> **DIRECTIONS FOR THIS TASK**
Duplicate every one of the items below verbatim, reproducing each line without alteration.

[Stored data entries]
== == ==

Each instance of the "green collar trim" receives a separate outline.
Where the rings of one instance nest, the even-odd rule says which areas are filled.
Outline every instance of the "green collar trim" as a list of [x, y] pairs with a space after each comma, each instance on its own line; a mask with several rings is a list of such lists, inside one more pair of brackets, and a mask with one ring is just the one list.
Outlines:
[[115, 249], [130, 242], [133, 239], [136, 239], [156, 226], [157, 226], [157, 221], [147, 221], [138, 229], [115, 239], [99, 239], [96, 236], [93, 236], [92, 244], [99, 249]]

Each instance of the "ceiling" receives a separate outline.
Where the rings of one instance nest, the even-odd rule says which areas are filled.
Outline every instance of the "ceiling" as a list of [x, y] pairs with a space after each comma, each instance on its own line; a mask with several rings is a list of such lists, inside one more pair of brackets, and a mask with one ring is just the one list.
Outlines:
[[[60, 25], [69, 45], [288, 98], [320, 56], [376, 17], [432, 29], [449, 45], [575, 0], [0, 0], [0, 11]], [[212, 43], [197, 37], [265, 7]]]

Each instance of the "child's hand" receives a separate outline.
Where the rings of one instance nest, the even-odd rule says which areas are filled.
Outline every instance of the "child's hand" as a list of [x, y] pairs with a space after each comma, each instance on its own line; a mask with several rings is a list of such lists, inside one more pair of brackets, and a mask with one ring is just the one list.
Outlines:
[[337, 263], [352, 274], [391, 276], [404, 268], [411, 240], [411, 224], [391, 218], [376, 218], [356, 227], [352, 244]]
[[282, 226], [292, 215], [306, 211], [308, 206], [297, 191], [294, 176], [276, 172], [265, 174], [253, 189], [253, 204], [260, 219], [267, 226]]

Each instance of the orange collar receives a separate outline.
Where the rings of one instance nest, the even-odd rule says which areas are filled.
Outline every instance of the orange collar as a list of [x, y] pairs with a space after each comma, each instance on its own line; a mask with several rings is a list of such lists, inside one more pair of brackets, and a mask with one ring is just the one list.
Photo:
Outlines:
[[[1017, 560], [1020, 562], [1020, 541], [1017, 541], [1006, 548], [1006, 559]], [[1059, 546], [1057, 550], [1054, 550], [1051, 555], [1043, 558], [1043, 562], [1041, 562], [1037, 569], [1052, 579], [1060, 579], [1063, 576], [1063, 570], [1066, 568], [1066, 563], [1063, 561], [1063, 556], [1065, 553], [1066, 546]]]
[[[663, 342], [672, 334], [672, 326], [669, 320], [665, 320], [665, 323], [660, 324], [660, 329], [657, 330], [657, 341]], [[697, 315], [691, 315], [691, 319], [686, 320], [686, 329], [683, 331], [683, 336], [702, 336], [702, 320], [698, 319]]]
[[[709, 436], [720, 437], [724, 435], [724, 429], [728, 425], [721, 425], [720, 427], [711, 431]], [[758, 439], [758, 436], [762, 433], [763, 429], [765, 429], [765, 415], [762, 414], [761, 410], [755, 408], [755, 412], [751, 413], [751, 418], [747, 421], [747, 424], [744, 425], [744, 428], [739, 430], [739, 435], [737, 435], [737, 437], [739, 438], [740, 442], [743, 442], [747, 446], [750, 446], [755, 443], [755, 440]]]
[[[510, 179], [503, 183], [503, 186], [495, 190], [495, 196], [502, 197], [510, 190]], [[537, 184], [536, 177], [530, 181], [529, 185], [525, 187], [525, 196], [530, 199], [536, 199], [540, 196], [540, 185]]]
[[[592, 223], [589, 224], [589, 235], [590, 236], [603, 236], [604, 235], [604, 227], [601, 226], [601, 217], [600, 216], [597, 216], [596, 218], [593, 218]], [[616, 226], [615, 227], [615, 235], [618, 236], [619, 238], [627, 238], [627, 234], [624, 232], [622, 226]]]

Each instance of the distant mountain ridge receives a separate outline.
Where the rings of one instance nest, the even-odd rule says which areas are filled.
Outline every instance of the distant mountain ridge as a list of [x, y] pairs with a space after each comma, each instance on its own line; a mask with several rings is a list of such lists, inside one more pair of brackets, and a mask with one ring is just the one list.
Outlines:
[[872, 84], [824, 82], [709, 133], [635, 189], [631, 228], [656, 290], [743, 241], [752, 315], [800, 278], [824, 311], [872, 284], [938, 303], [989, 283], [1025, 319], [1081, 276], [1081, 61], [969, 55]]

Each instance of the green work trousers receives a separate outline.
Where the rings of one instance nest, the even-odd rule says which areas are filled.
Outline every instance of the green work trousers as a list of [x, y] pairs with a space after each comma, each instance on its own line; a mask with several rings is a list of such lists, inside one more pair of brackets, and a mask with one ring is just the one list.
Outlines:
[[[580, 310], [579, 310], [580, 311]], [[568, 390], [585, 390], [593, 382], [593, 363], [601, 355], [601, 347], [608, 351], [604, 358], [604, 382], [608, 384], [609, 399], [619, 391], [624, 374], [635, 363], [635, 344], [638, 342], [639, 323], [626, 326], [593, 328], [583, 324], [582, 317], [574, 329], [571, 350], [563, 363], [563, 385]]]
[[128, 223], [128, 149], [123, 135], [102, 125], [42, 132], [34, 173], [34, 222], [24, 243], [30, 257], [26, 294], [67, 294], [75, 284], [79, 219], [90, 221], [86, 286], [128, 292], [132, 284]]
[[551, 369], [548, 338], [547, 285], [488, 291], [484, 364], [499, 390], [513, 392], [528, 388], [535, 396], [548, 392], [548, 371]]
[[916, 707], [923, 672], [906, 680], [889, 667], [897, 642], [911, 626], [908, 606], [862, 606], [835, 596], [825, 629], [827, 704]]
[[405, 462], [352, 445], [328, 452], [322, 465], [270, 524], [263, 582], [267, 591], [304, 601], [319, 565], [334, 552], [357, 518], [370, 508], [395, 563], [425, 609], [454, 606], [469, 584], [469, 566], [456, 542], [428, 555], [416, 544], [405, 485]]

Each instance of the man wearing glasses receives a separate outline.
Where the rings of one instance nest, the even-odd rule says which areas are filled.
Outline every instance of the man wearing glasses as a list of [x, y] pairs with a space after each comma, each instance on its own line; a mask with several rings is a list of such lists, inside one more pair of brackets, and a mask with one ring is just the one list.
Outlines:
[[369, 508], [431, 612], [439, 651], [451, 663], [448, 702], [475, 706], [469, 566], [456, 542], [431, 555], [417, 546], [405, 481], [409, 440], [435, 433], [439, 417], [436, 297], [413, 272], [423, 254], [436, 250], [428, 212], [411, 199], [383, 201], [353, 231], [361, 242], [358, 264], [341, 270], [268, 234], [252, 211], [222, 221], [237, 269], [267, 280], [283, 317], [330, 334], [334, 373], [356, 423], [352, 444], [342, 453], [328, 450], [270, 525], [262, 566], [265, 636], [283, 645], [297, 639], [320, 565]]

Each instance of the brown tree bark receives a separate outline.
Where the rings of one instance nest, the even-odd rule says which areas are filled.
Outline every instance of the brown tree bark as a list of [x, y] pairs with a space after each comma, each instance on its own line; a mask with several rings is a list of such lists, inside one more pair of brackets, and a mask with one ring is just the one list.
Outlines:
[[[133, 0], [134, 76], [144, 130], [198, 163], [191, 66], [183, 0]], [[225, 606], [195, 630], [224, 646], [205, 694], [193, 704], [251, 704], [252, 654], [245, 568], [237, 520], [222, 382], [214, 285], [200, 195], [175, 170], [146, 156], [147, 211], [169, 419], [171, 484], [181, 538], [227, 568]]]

== == ==

> **WRITTEN ANSWER**
Each instance of the "green collar trim" receives a separate outline.
Where the rings of one instance nest, the even-odd rule says which areas are filled.
Outline every instance of the "green collar trim" as a list of [x, y] pairs with a space after each comma, each instance on its own line; a mask with several rings is a list of such lists, inside one more pair of brackets, and a mask with one ring is just the one list.
Outlines:
[[115, 249], [130, 242], [133, 239], [136, 239], [156, 226], [157, 226], [157, 221], [147, 221], [138, 229], [115, 239], [99, 239], [96, 236], [93, 236], [92, 244], [99, 249]]

Each instance of the "ceiling" receives a separate outline.
Where the rings of one instance nest, the even-odd rule says which areas are filled.
Outline every instance of the "ceiling" as a list of [x, y] pairs with a space after each comma, each instance on its own line; a mask with several rings is a list of such lists, inside one more pair of brackets, and a mask with one ring is just the one list.
Outlines:
[[[60, 25], [69, 45], [288, 98], [320, 56], [376, 17], [432, 29], [449, 45], [575, 0], [0, 0], [0, 11]], [[212, 43], [197, 37], [265, 7]]]

Each instance of the "child's hand" receives a separate outline.
Where the rings of one instance nest, the even-odd rule says which areas are filled.
Outline every instance of the "child's hand" as a list of [x, y] pairs with a space after each comma, each instance on its own line; a mask with several rings is a list of such lists, inside one more pair of brackets, and a mask with one ring is just the one list.
Outlines:
[[337, 263], [352, 274], [391, 276], [404, 268], [411, 240], [411, 224], [391, 218], [376, 218], [356, 227], [352, 244]]
[[282, 226], [292, 215], [306, 211], [308, 206], [297, 191], [294, 176], [276, 172], [265, 174], [253, 189], [253, 204], [260, 219], [267, 226]]

Each instance of the orange collar receives a separate outline.
Where the rings of one instance nest, the even-odd rule says which areas are filled.
Outline every instance of the orange collar as a list of [x, y] pairs with a space after each comma, each instance on its own line; a mask with several rings is a list of such lists, inside one more pair of brackets, and a mask with one ring is just the one list.
Photo:
Outlines:
[[[1017, 560], [1020, 562], [1020, 541], [1017, 541], [1006, 548], [1006, 559]], [[1059, 546], [1057, 550], [1054, 550], [1051, 555], [1043, 558], [1043, 562], [1041, 562], [1037, 569], [1052, 579], [1060, 579], [1063, 576], [1063, 570], [1066, 568], [1066, 563], [1063, 561], [1063, 556], [1065, 553], [1066, 546]]]
[[[663, 342], [672, 334], [672, 326], [669, 320], [665, 320], [665, 323], [660, 324], [660, 329], [657, 330], [657, 341]], [[697, 315], [691, 315], [691, 319], [686, 320], [686, 329], [683, 331], [683, 336], [702, 336], [702, 320], [698, 319]]]
[[[709, 436], [720, 437], [724, 435], [724, 429], [728, 425], [721, 425], [720, 427], [711, 431]], [[758, 439], [758, 436], [762, 433], [763, 429], [765, 429], [765, 415], [762, 414], [761, 410], [755, 408], [755, 412], [751, 413], [751, 418], [747, 421], [747, 424], [744, 425], [744, 428], [739, 430], [739, 435], [737, 435], [737, 437], [739, 438], [740, 442], [743, 442], [747, 446], [750, 446], [755, 443], [755, 440]]]
[[[510, 179], [503, 183], [503, 186], [495, 190], [495, 196], [502, 197], [510, 190]], [[537, 184], [536, 177], [530, 181], [529, 185], [525, 187], [525, 196], [530, 199], [536, 199], [540, 196], [540, 185]]]
[[[592, 223], [589, 224], [589, 235], [590, 236], [603, 236], [604, 235], [604, 227], [601, 226], [601, 217], [600, 216], [597, 216], [596, 218], [593, 218]], [[616, 226], [615, 227], [615, 235], [618, 236], [619, 238], [627, 238], [627, 234], [624, 232], [622, 226]]]

Each instance of the distant mountain ridge receives a separate outline.
Where the rings of one instance nest, the even-odd rule says which areas are filled.
Outline every instance of the distant mountain ridge as a list of [x, y] pairs with a space after each comma, each instance on its own line; a mask with several rings is a list of such lists, inside one more pair of brackets, and a mask with one ring is just the one list.
Outlines:
[[872, 84], [824, 82], [709, 133], [635, 189], [631, 228], [656, 290], [743, 241], [752, 315], [800, 278], [824, 311], [872, 284], [938, 303], [989, 283], [1025, 319], [1081, 276], [1081, 61], [969, 55]]

Each instance of the green work trousers receives a separate outline.
Where the rings of one instance nest, the even-odd rule says which areas are filled.
Outline every instance of the green work trousers as a list of [x, y] pairs with a space after each comma, each instance on its own line; a mask with several rings is a list of such lists, inside one more pair of brackets, and a mask with one ring is just the one list.
Outlines:
[[[580, 310], [579, 310], [580, 311]], [[568, 390], [585, 390], [593, 382], [593, 363], [601, 355], [601, 347], [608, 351], [604, 358], [604, 382], [608, 384], [609, 399], [619, 391], [624, 374], [635, 363], [635, 344], [638, 342], [639, 323], [626, 326], [593, 328], [583, 324], [582, 317], [574, 329], [571, 350], [563, 363], [563, 385]]]
[[128, 223], [128, 149], [123, 135], [102, 125], [42, 132], [34, 173], [34, 222], [24, 243], [30, 257], [26, 294], [67, 294], [75, 284], [79, 219], [90, 221], [86, 286], [128, 292], [132, 284]]
[[551, 369], [548, 338], [547, 285], [488, 291], [484, 364], [499, 390], [513, 392], [528, 388], [535, 396], [548, 392], [548, 371]]
[[916, 707], [923, 672], [906, 680], [889, 667], [897, 642], [911, 626], [908, 606], [862, 606], [835, 596], [825, 629], [827, 704]]
[[405, 462], [352, 445], [328, 452], [322, 465], [270, 524], [263, 582], [267, 591], [304, 601], [319, 565], [334, 552], [357, 518], [370, 508], [395, 563], [425, 609], [454, 606], [469, 584], [469, 566], [456, 542], [428, 555], [416, 544], [405, 485]]

Each instance of the man wearing glasses receives a separate outline.
Where the rings of one instance nest, the even-odd rule says which areas are filled.
Outline every instance of the man wearing glasses as a list of [x, y] pairs with a space after each comma, each instance on its own line; a mask with several rings is a list of such lists, inside one more pair of brackets, and a mask with one ring is just the one list.
Outlines:
[[369, 508], [431, 612], [439, 651], [451, 663], [448, 702], [475, 706], [469, 566], [456, 542], [431, 555], [417, 546], [405, 481], [409, 440], [435, 433], [439, 417], [436, 297], [413, 272], [423, 254], [436, 250], [428, 212], [411, 199], [383, 201], [353, 231], [361, 242], [358, 264], [341, 270], [268, 234], [252, 211], [222, 221], [237, 269], [267, 280], [283, 317], [330, 334], [334, 373], [356, 423], [352, 444], [342, 453], [328, 450], [270, 525], [262, 566], [265, 636], [283, 645], [297, 639], [320, 565]]

Each instance of the brown tree bark receives a separate outline.
Where the rings of one instance nest, the even-odd rule says which areas are filled.
Outline every instance of the brown tree bark as a list of [x, y] pairs with a space after each comma, each instance on its own line; a mask with several rings is a list of such lists, inside one more pair of brackets, and a mask with one ring is just the one list.
Outlines:
[[[133, 0], [134, 76], [144, 130], [198, 163], [191, 66], [183, 0]], [[225, 606], [195, 630], [224, 646], [205, 694], [193, 704], [251, 704], [252, 654], [245, 568], [237, 520], [222, 382], [214, 285], [200, 195], [175, 170], [146, 156], [147, 211], [169, 419], [171, 484], [181, 538], [227, 568]]]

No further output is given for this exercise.